(Stored items)
== == ==

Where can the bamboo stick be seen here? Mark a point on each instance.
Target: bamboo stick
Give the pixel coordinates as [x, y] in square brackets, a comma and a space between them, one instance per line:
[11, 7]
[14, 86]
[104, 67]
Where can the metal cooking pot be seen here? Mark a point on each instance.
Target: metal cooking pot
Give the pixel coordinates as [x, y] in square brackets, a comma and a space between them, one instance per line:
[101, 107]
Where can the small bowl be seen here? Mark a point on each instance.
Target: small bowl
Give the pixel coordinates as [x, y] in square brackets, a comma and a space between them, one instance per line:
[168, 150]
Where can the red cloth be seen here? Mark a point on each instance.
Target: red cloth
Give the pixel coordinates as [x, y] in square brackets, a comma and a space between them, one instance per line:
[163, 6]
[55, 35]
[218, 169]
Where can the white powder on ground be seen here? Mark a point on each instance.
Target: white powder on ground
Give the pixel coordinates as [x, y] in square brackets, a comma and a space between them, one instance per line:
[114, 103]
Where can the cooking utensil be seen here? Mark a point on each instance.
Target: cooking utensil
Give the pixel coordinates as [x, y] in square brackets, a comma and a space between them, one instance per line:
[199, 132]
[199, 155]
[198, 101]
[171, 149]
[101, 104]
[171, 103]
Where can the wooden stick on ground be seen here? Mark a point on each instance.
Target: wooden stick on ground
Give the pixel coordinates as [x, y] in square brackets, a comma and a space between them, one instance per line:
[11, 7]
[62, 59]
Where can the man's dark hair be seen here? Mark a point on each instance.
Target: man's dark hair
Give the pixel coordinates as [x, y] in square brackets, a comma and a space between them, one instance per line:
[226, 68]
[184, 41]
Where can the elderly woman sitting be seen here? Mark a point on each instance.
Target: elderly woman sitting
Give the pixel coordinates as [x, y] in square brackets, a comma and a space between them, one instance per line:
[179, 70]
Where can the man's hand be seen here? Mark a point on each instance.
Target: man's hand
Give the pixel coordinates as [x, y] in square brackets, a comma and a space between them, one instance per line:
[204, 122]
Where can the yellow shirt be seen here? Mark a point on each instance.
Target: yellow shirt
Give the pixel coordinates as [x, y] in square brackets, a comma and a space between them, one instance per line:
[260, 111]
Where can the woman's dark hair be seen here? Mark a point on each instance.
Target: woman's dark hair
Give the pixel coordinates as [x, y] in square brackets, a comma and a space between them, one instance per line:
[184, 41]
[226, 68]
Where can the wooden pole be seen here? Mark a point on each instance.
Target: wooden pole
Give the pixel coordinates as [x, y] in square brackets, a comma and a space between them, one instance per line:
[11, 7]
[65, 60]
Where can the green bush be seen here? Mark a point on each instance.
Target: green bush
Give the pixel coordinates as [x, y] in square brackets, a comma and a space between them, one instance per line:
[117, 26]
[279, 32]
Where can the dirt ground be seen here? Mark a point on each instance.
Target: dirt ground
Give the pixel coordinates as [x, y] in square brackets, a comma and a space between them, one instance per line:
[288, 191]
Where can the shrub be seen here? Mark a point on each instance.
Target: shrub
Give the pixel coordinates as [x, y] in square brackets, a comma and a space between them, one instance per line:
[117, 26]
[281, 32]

== == ==

**What you need to do:** Where does the string "elderly" appear in the records? Copy every line that holds it.

**Your response:**
Where can the elderly woman sitting be seen here? Mark a point on each instance.
Target: elderly woman sitting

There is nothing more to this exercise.